TASK ITEM: Once you have located the line containing "Reviewer note: confirm that each instance of the dark" in the material below, return it exactly along with each line after it through the line containing "Reviewer note: confirm that each instance of the pink".

INFORMATION GIVEN:
__________________________________________________
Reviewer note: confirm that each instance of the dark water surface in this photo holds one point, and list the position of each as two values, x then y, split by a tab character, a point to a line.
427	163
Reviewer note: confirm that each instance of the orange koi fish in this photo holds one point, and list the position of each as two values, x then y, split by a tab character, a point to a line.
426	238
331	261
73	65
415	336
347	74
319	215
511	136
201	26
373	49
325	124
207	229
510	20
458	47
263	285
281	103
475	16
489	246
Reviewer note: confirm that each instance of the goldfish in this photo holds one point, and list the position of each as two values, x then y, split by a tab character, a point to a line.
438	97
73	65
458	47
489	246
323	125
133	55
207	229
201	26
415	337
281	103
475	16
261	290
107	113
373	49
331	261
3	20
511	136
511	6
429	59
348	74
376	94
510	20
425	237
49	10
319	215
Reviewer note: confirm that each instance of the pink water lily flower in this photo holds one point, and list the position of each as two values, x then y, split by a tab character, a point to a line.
__________________________________________________
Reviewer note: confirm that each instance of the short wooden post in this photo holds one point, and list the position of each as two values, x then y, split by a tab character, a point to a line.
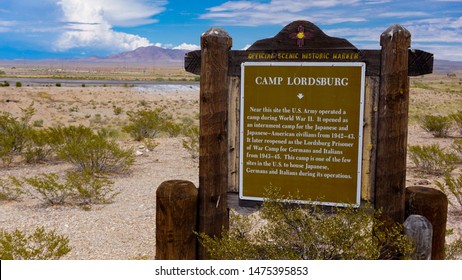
__________________________________________________
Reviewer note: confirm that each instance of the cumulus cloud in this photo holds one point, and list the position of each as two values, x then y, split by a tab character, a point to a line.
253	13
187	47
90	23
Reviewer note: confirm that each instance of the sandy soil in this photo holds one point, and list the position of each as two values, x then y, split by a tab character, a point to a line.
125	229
__________________________________________________
ANSWER SPACE:
Reviewer note: confirm that each instance of the dark water surface in this photo holds one point, and list the position of each as two values, x then y, split by a tab character, a point to a line.
427	163
Reviewer note: confirm that each instance of the orange koi fish in this photo holds one point, and list the position of each as two values, x then y, split by a tab character, a point to a line.
426	238
331	261
73	65
415	336
347	74
319	215
511	136
201	26
373	49
325	124
207	229
510	20
458	47
263	285
281	103
475	16
489	246
Reviewer note: confirm that each instance of the goldfish in this photo holds one point, and list the position of each as two values, x then y, split by a tab character, a point to a line.
438	97
73	65
458	47
489	246
323	125
133	55
207	229
201	26
415	337
281	103
475	16
261	290
107	113
373	49
331	261
3	20
511	136
511	6
429	59
348	74
376	94
510	20
425	237
49	10
319	215
Reviewer note: confirm that each instance of the pink water lily flower in this photo holds one point, and list the position of each as two values, x then y, split by a tab character, a point to a line.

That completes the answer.